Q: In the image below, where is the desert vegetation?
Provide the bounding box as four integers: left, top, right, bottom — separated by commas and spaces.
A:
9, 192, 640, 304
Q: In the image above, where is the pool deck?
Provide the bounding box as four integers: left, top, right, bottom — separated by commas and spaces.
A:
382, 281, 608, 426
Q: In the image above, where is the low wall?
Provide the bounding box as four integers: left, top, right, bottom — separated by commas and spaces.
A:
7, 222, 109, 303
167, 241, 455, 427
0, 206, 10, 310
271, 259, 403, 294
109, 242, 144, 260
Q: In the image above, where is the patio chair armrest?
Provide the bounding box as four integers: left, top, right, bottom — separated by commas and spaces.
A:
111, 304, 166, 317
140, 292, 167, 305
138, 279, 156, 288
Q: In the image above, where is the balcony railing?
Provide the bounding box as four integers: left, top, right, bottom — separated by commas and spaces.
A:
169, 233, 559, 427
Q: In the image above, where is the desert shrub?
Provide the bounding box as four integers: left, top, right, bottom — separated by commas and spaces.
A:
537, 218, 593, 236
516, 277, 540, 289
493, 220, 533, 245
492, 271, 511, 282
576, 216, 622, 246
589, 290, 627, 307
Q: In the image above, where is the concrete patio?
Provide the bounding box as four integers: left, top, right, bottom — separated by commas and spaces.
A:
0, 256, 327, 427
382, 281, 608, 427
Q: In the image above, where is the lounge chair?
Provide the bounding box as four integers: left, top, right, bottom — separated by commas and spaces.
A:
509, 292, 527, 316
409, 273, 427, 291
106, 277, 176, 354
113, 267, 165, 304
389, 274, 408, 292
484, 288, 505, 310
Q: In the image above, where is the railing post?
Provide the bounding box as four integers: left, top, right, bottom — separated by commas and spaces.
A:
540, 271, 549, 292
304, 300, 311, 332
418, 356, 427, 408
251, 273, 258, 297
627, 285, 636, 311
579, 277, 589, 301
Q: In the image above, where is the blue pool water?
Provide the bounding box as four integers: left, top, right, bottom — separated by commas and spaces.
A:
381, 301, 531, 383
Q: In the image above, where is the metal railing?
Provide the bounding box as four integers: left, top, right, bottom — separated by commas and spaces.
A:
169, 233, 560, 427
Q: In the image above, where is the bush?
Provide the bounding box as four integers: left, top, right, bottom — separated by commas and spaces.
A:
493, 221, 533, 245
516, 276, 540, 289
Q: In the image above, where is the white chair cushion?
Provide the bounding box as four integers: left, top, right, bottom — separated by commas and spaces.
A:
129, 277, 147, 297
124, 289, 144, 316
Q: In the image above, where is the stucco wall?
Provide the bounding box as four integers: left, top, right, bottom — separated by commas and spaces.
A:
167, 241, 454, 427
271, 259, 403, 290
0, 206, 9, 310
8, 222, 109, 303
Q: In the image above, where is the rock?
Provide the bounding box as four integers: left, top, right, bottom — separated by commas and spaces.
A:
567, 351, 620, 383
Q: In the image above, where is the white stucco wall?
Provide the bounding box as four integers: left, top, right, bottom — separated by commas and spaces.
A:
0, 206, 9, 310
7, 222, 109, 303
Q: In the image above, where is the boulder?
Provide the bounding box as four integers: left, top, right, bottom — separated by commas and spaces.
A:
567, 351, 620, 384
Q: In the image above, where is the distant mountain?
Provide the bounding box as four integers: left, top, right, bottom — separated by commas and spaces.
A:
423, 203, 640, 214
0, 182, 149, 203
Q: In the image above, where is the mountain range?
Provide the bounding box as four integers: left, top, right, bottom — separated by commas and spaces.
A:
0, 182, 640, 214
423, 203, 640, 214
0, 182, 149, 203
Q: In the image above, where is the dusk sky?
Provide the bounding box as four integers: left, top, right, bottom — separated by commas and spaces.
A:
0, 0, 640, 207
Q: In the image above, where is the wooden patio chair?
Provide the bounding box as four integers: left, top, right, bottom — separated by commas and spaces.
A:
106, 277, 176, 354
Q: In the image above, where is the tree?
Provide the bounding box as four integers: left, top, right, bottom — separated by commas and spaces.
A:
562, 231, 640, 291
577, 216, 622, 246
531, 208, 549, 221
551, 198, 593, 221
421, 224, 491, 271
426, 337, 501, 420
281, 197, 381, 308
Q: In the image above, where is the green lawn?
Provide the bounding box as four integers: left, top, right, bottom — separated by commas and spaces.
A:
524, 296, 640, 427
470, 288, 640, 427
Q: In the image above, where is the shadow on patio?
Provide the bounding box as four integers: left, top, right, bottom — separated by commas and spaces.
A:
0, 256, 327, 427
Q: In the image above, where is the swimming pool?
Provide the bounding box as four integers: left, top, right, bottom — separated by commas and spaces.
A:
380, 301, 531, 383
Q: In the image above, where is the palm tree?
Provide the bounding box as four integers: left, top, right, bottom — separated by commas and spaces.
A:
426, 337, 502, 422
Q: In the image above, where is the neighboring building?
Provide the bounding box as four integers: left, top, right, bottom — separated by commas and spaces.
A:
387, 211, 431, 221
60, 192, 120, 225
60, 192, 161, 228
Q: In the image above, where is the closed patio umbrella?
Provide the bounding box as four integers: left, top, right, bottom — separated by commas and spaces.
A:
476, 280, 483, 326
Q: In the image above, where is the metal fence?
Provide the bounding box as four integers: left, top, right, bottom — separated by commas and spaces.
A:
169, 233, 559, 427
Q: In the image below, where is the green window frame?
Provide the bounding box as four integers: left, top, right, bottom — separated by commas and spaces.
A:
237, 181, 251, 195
++++++++
Copy each of the records above word for word, with no changes.

TASK RESPONSE
Q: In the image below, where is the desert vegetation?
Provide the bounding box as four integers: left, top, right, bottom — separated by commas and spaces.
A:
9, 192, 640, 304
Q: In the image above, where is the pool deck?
Provide the bounding box as four integers: left, top, right, bottom — separated by commas and spaces.
A:
382, 281, 608, 426
Q: In the image above, where is the low wall?
Provide the bounding box as four integers: left, top, right, bottom — separated by commas and spaces.
A:
7, 222, 109, 303
167, 241, 455, 427
0, 206, 10, 310
271, 259, 403, 294
109, 242, 144, 260
Q: In the image above, where is the patio chair armrest?
Provide the bounding box as four integers: left, top, right, bottom — separated by commas and spaces.
A:
111, 304, 166, 317
140, 292, 167, 305
138, 279, 156, 288
Q: In the image above, where is the balcony railing?
Provide the bounding box as four integers: left, top, right, bottom — separated by commas and spaces.
A:
169, 233, 559, 427
Q: In the image above, where is the desert shrub?
Provide the bounding box as four integers: left, top, right, bottom — separated by commas and spaces.
A:
537, 218, 593, 236
516, 277, 540, 289
493, 220, 533, 245
492, 271, 511, 282
576, 216, 622, 246
589, 290, 627, 307
Q: In the image above, where is the concrete patio?
Provide the bounding box as four integers: left, top, right, bottom — separated by commas and spaces.
A:
0, 256, 327, 427
382, 281, 608, 427
Q: In the image above, where is the lounge chair?
Provide the bounding box as four integers: left, top, right, bottom — separated by commas and spaces.
A:
509, 292, 527, 316
409, 273, 427, 291
106, 277, 176, 354
113, 267, 165, 304
389, 274, 408, 292
484, 288, 505, 310
Q: In the image above, where is the railing post?
Provide the bounding box as four integers: left, top, right, bottom — separated by commas and spaces.
A:
540, 271, 549, 292
304, 300, 311, 332
418, 356, 427, 408
251, 273, 258, 297
627, 285, 636, 311
579, 277, 589, 301
Q: In the image above, where is the blue pool water?
Provide the bounding box as four integers: left, top, right, bottom — separated by commas and spaces.
A:
381, 301, 531, 383
Q: In the image above, where is the metal railing?
Provide the bounding box as four integers: left, top, right, bottom — separated by commas and spaces.
A:
169, 233, 560, 427
Q: In the image above, where is the bush?
Provide the bounding box as four integers: left, top, right, bottom — separated by commas and spaces.
A:
493, 221, 533, 245
516, 276, 540, 289
Q: In the image above, where is the white chair cushion?
Provide the bounding box as four integers: left, top, right, bottom — separated by commas and spaces.
A:
129, 277, 147, 297
124, 289, 144, 316
Q: In the image above, where is the stucco wall?
Provide the bounding box as four integers: left, top, right, bottom — separated by commas and spaces.
A:
167, 241, 454, 427
271, 259, 403, 290
0, 206, 9, 310
8, 222, 109, 303
Q: In the image above, where is the rock?
Provide the bounding box as four integers: left, top, right, bottom — separated by commas and spaces.
A:
567, 351, 620, 383
Q: In the image above, where is the white stucco wall?
Provide the bounding box as four integers: left, top, right, bottom — separated by commas and spaces.
A:
0, 206, 9, 310
7, 222, 109, 303
Q: In the image above, where is the boulder?
Provide the bounding box as four integers: left, top, right, bottom — separated by commas and spaces.
A:
567, 351, 620, 384
Q: In the image above, where is the distant mountain?
Provide the bounding box as four integers: left, top, right, bottom — separated by commas and spaces.
A:
423, 203, 640, 214
0, 182, 149, 203
Q: In the image above, where is the mountain range?
Provide the bounding box as four integers: left, top, right, bottom — separated by commas and spaces.
A:
0, 182, 640, 214
423, 203, 640, 214
0, 182, 149, 203
Q: In the image above, where is the dusk sky?
Provide the bounding box as four integers: left, top, right, bottom — separated by commas and spaces.
A:
0, 0, 640, 207
Q: In the image above, where is the wooden patio chair?
Provide the bounding box as four integers: left, top, right, bottom — separated by commas and spaces.
A:
106, 277, 176, 354
Q: In the image above, where is the tree?
Provide the bounding box as four integers: left, top, right, bottom — separated by commas and spaces.
A:
562, 231, 640, 291
577, 216, 622, 246
531, 208, 549, 221
551, 198, 593, 221
421, 224, 491, 271
426, 337, 501, 420
281, 197, 381, 308
Q: In the image above, where is the green lawn?
Provide the bounding box as four integers: left, top, right, bottom — separated by commas and spaces.
A:
524, 296, 640, 427
470, 288, 640, 427
Q: In the image above, where is the shadow on patio?
Provide the bounding box as four integers: left, top, right, bottom — separated by commas and spaces.
A:
0, 256, 327, 427
Q: In the image above, where is the swimming pool?
Provide the bounding box as four integers: left, top, right, bottom — separated by commas and spaces.
A:
380, 301, 531, 383
Q: In the image above, where is the palm tree?
Provide the bounding box as four integers: left, top, right, bottom — separated by commas and spaces.
A:
426, 337, 502, 422
Q: In the image above, where is the neighboring building?
Provide the bounding box as four integers: left, top, right, bottom — separated by commas and spaces.
A:
387, 211, 431, 221
60, 192, 120, 225
60, 192, 161, 228
Q: In the image above, where is the closed patio umbrella?
Provide the bounding box as four integers: left, top, right, bottom — separated by commas and spaces.
A:
476, 280, 483, 326
Q: In the image above, where is the metal fence?
Provide the bounding box as four integers: left, top, right, bottom — separated by commas and spaces.
A:
169, 233, 559, 427
Q: In the image below, where is the green window frame?
Provide the bounding box as four integers: left, top, right, bottom — separated by commas and spaces.
A:
237, 181, 251, 195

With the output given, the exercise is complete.